Passage »
————

A Gift From Our Sangha
We – Terry and Josh – wish to thank the members of the River Bird Sangha for their practice and support. It is their supporting membership that allows us to offer this free introduction to a bead-based devotional meditation practice.
If you enjoy this practice, please consider joining our Yin-based community of practitioners where lives find their flow and hearts take flight. Practice along with us with a free two-week trial.
We thank you for your support,
Terry + Josh
Seeds + Beads (suggestions for practice)
Overview. In working with bead-based mantra practices, we encourage you to explore an open-ended approach to find the language, sounds, syllables and rhythm that evoke your deepest spiritual inclinations. This takes time and is a trial and error process.
In our recorded practice (below), we explore the Buddhist mantra, Om Mani Padme Hum. Probably the most famous mantra in all of Buddhism, but it is by no means the only mantra to explore. We like to consider mantras as essentialized scripture, and scripture – whether in a sutra, sacred poem or prayer – requires a special kind of consciousness to unlock its artistic vitality.
Inspired by Karen Armstrong’s powerful book The Lost Art of Scripture, we suggest considering three interrelated elements of bead-based mantra practice:
- Embodied Devotion. When we hold our beads in our hands, and when we chant syllables that regulate our breath and send vibrations throughout our body, we “incorporate it physically,” the first element of bead-based mantra practice.
“A work of art, be it a novel, a poem or a scripture, must be read according to the laws of its genre and, like any artwork, scripture requires the disciplined cultivation of an appropriate mode of consciousness… when reading scripture, people would often sit, move or breathe in a way that enabled them to incorporate it physically.” (Armstrong, LAOS, p. 13)
- Right (Yin) Hemisphere Perception. When we chant a mantra with beads in hand, we activate the right hemisphere of the brain. In general, the left hemisphere’s perception is involved with isolating parts from the whole, compartmentalizing and reductionism; the right hemisphere is less certain, perceiving interconnection and holism. If we seek knowledge (gnosis) of the mysterious Divine, we need to perceive from the Yin (right) hemisphere, and bead-based mantra practice is the oldest and simplest way to do just that.

————

Entries supplied »
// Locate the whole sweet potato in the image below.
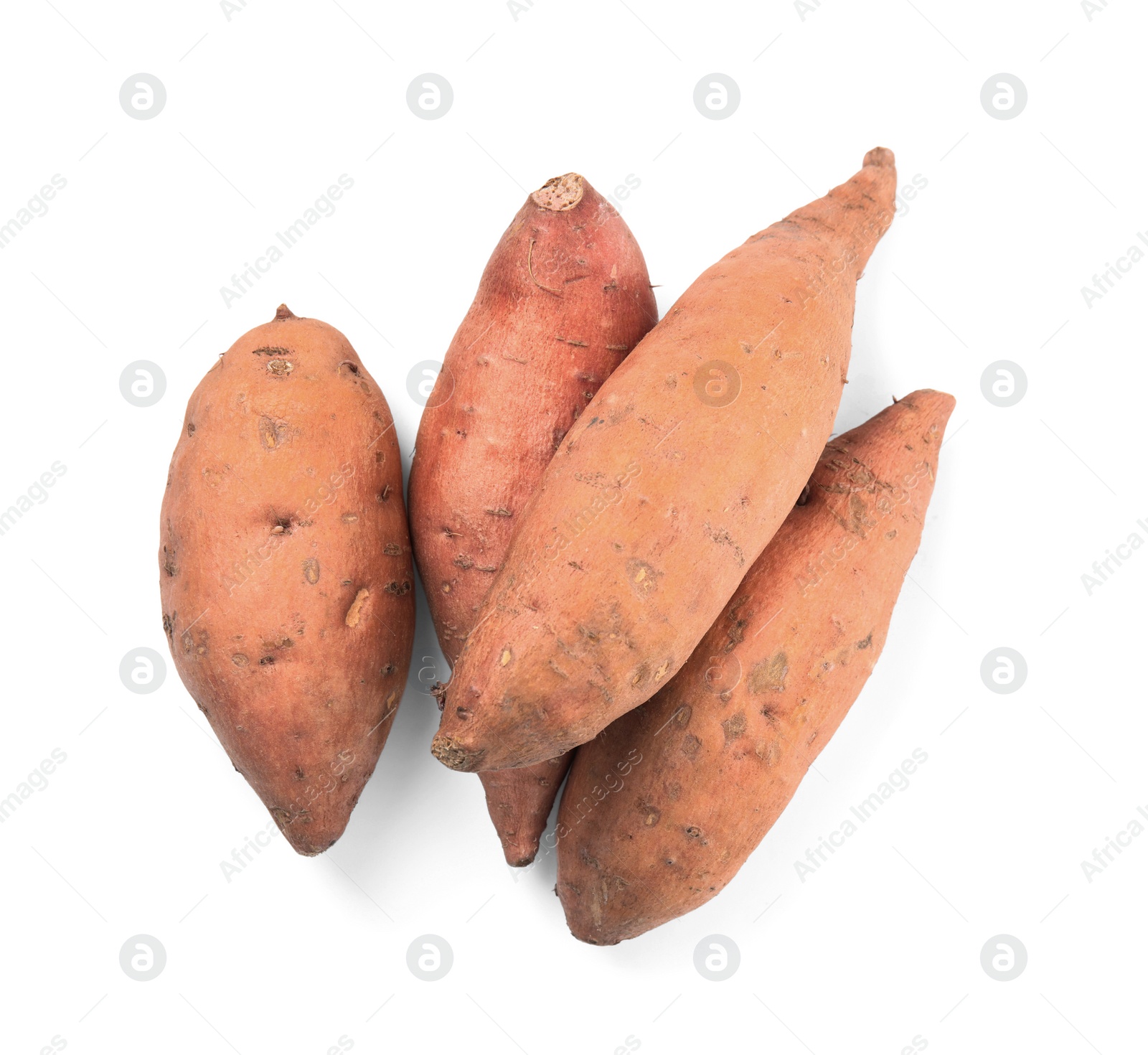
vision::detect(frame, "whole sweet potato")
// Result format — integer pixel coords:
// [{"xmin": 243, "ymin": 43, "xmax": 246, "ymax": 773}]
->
[
  {"xmin": 557, "ymin": 390, "xmax": 953, "ymax": 944},
  {"xmin": 409, "ymin": 172, "xmax": 658, "ymax": 864},
  {"xmin": 432, "ymin": 148, "xmax": 897, "ymax": 770},
  {"xmin": 159, "ymin": 305, "xmax": 415, "ymax": 854}
]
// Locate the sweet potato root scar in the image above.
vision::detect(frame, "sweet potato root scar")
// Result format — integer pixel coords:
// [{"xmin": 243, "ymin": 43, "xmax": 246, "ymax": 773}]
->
[
  {"xmin": 530, "ymin": 172, "xmax": 584, "ymax": 212},
  {"xmin": 343, "ymin": 586, "xmax": 371, "ymax": 627}
]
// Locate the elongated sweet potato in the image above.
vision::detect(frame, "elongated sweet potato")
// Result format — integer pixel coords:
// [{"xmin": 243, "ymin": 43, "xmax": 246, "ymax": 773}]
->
[
  {"xmin": 557, "ymin": 390, "xmax": 953, "ymax": 944},
  {"xmin": 432, "ymin": 148, "xmax": 897, "ymax": 770},
  {"xmin": 159, "ymin": 305, "xmax": 415, "ymax": 855},
  {"xmin": 409, "ymin": 172, "xmax": 658, "ymax": 864}
]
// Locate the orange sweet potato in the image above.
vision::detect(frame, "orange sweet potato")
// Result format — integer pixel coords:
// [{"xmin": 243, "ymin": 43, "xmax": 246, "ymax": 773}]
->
[
  {"xmin": 432, "ymin": 148, "xmax": 897, "ymax": 770},
  {"xmin": 557, "ymin": 390, "xmax": 953, "ymax": 944},
  {"xmin": 159, "ymin": 305, "xmax": 415, "ymax": 855},
  {"xmin": 409, "ymin": 172, "xmax": 658, "ymax": 864}
]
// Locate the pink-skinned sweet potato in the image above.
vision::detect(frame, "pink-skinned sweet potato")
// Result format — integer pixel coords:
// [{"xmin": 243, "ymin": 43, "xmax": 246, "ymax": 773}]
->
[
  {"xmin": 557, "ymin": 390, "xmax": 953, "ymax": 944},
  {"xmin": 432, "ymin": 148, "xmax": 897, "ymax": 770},
  {"xmin": 159, "ymin": 305, "xmax": 415, "ymax": 855},
  {"xmin": 409, "ymin": 172, "xmax": 658, "ymax": 866}
]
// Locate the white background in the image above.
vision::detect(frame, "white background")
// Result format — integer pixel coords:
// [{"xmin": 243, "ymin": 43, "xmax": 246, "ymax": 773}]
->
[{"xmin": 0, "ymin": 0, "xmax": 1148, "ymax": 1055}]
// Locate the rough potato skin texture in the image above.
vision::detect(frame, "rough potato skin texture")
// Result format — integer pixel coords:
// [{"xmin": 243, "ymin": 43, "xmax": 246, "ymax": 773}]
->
[
  {"xmin": 557, "ymin": 390, "xmax": 953, "ymax": 944},
  {"xmin": 408, "ymin": 172, "xmax": 658, "ymax": 866},
  {"xmin": 432, "ymin": 148, "xmax": 897, "ymax": 770},
  {"xmin": 159, "ymin": 306, "xmax": 415, "ymax": 855},
  {"xmin": 479, "ymin": 751, "xmax": 574, "ymax": 868}
]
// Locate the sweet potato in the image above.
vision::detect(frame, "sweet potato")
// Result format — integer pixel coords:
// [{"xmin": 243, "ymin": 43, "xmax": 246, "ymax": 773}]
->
[
  {"xmin": 159, "ymin": 305, "xmax": 415, "ymax": 855},
  {"xmin": 409, "ymin": 172, "xmax": 658, "ymax": 864},
  {"xmin": 432, "ymin": 148, "xmax": 897, "ymax": 770},
  {"xmin": 557, "ymin": 390, "xmax": 953, "ymax": 944}
]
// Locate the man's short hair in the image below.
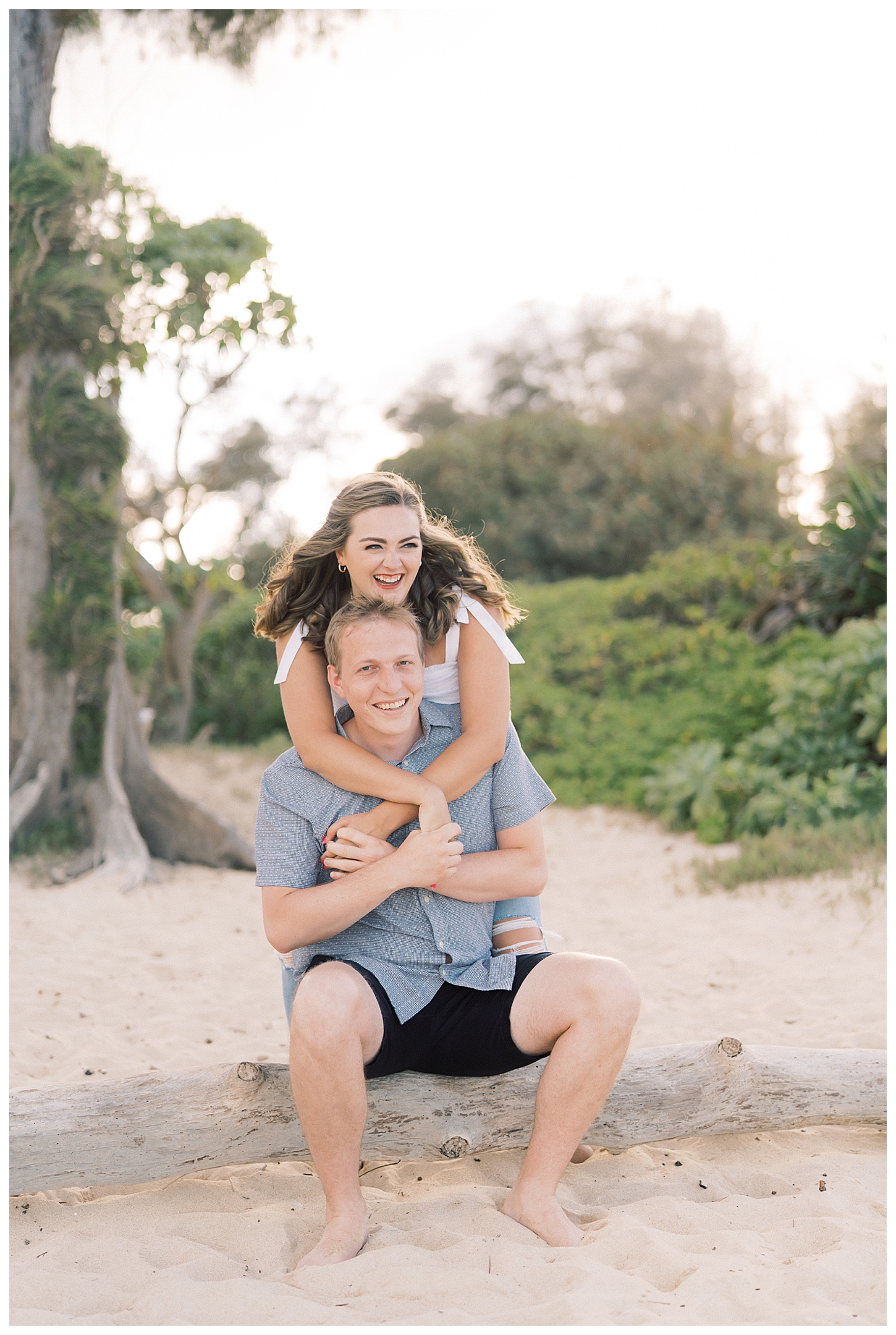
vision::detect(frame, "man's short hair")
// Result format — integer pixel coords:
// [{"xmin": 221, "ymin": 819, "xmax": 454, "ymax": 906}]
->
[{"xmin": 323, "ymin": 598, "xmax": 425, "ymax": 674}]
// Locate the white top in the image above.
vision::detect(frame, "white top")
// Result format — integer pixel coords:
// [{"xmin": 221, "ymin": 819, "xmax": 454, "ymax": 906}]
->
[{"xmin": 274, "ymin": 593, "xmax": 525, "ymax": 713}]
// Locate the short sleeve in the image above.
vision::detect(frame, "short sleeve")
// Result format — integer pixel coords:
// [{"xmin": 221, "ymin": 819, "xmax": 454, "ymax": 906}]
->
[
  {"xmin": 491, "ymin": 724, "xmax": 556, "ymax": 831},
  {"xmin": 255, "ymin": 774, "xmax": 321, "ymax": 891}
]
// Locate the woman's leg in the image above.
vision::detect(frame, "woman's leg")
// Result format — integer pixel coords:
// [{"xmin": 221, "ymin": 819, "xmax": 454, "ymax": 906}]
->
[{"xmin": 491, "ymin": 897, "xmax": 546, "ymax": 954}]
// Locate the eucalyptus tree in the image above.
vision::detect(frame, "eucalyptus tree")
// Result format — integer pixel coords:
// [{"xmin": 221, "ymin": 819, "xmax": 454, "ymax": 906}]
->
[{"xmin": 9, "ymin": 9, "xmax": 355, "ymax": 888}]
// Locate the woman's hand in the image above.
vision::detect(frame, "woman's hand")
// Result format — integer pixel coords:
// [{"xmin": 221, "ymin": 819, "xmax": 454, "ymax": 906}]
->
[
  {"xmin": 326, "ymin": 784, "xmax": 451, "ymax": 842},
  {"xmin": 321, "ymin": 816, "xmax": 395, "ymax": 879},
  {"xmin": 394, "ymin": 821, "xmax": 463, "ymax": 885},
  {"xmin": 324, "ymin": 802, "xmax": 416, "ymax": 844}
]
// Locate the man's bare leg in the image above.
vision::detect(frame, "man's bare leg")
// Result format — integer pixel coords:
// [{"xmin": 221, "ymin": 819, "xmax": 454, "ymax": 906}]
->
[
  {"xmin": 290, "ymin": 960, "xmax": 383, "ymax": 1267},
  {"xmin": 504, "ymin": 952, "xmax": 640, "ymax": 1247}
]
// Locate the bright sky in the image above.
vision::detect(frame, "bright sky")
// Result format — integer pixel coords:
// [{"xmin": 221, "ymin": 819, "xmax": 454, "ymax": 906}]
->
[{"xmin": 53, "ymin": 0, "xmax": 889, "ymax": 550}]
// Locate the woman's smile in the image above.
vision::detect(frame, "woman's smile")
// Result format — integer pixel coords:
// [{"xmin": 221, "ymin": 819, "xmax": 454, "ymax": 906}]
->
[{"xmin": 335, "ymin": 506, "xmax": 423, "ymax": 602}]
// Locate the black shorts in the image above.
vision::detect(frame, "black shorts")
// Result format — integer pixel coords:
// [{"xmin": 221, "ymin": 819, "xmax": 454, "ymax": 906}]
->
[{"xmin": 311, "ymin": 952, "xmax": 550, "ymax": 1080}]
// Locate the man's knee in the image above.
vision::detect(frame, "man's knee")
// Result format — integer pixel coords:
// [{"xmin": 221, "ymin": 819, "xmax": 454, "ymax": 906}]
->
[
  {"xmin": 290, "ymin": 960, "xmax": 370, "ymax": 1045},
  {"xmin": 593, "ymin": 957, "xmax": 641, "ymax": 1028},
  {"xmin": 570, "ymin": 956, "xmax": 641, "ymax": 1031}
]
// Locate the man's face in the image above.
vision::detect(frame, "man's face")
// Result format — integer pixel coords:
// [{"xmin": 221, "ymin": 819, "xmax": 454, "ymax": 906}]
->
[{"xmin": 327, "ymin": 617, "xmax": 423, "ymax": 737}]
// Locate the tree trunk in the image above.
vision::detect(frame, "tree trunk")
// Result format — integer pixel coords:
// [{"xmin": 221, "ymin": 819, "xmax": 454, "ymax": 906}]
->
[
  {"xmin": 9, "ymin": 9, "xmax": 255, "ymax": 891},
  {"xmin": 9, "ymin": 351, "xmax": 76, "ymax": 837},
  {"xmin": 9, "ymin": 1038, "xmax": 887, "ymax": 1193},
  {"xmin": 9, "ymin": 9, "xmax": 76, "ymax": 837},
  {"xmin": 9, "ymin": 9, "xmax": 66, "ymax": 161}
]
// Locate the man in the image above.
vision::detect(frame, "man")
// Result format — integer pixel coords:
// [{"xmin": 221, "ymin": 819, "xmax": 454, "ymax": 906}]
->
[{"xmin": 256, "ymin": 601, "xmax": 638, "ymax": 1266}]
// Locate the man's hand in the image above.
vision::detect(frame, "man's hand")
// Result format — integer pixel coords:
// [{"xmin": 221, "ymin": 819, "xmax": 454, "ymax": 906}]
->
[
  {"xmin": 390, "ymin": 821, "xmax": 463, "ymax": 886},
  {"xmin": 321, "ymin": 816, "xmax": 395, "ymax": 879},
  {"xmin": 324, "ymin": 802, "xmax": 416, "ymax": 844}
]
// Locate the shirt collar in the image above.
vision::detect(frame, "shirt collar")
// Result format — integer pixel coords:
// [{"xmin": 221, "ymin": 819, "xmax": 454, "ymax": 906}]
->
[{"xmin": 337, "ymin": 700, "xmax": 454, "ymax": 764}]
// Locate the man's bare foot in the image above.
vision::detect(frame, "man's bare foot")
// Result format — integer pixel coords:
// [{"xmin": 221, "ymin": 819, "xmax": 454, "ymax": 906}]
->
[
  {"xmin": 295, "ymin": 1204, "xmax": 367, "ymax": 1269},
  {"xmin": 501, "ymin": 1187, "xmax": 585, "ymax": 1247}
]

————

Things to do »
1. According to the bead-based mantra passage, which mantra is explored in the recorded practice?
2. Revise the bead-based mantra passage between "Overview. In working" and "and error process.", inclusive, changing "spiritual inclinations" to "devotional leanings".
3. Write the next part of the bead-based mantra passage, picking up after its last sentence.
The data that comes after the bead-based mantra passage is separate material.

Exercise responses »
1. Om Mani Padme Hum.

2.
Overview. In working with bead-based mantra practices, we encourage you to explore an open-ended approach to find the language, sounds, syllables and rhythm that evoke your deepest devotional leanings. This takes time and is a trial and error process.

3.
“Scripture was usually sung, chanted or declaimed in a way that separated it from mundane speech, so that words – a product of the brain’s left hemisphere – were fused with the more indefinable emotions of the right. Music, born of the right hemisphere, does not ‘mean’ anything, but is, rather, meaning itself.” (Armstrong, LAOS, p. 11)
- Improvisation. Just as jazz musicians learn and memorize hundreds of canonical songs, called standards, we suggest approaching the world’s mantras as a canon of spiritual “standards.” Unlike jazz musicians, we need only find one or a few that suit our heart’s orientation. Search around, try out different mantras and prayers. Work with the sounds and articulations that you are drawn to. Once you find one to work with, we recommend a pattern of practice that includes a call and response, where using a timer, practice the bead-and-mantra for 3-5 minutes ( the “call”), then sit silently, holding your beads and listen to what stirs within you during a 3-5 minute silent interval (the “response”). Alternate back and forth a few times between chanting with beads and sitting in silence, allow the essence or “spine” of the mantra’s message to settle in your body and heart, then listen to the personal resonances and recompositions that it activates in relation to your life.
“They had memorized these texts so thoroughly that they had become building blocks of their thinking process; like jazz musicians, they were improvising with material that had become integral to their very being and devising new texts that spoke directly to the present.” (Armstrong, LAOS, p. 25)
Om Mani Padme Hum, a mantra to start with…
Om Mani Padme Hum is sometimes translated as “praise to the jewel in the lotus,” where the lotus symbolizes awakening and the jewel represents the essence of compassion within the process of awakening.
This mantra is closely associated with the bodhisattva of compassion, Avalokiteshwara (and Kwan Yin).
Other Tibetan teachers attribute spiritual significance to each syllable, whereby:
Om represents generosity
Ma represents ethics
Ni represents patience
Pad represents diligence
Me represents renunciation/concentration
Hum represents wisdom
These six qualities are a short list of the same qualities known as paramis, or perfections of heart, that we are exploring together in the River Bird Sangha for all of 2024.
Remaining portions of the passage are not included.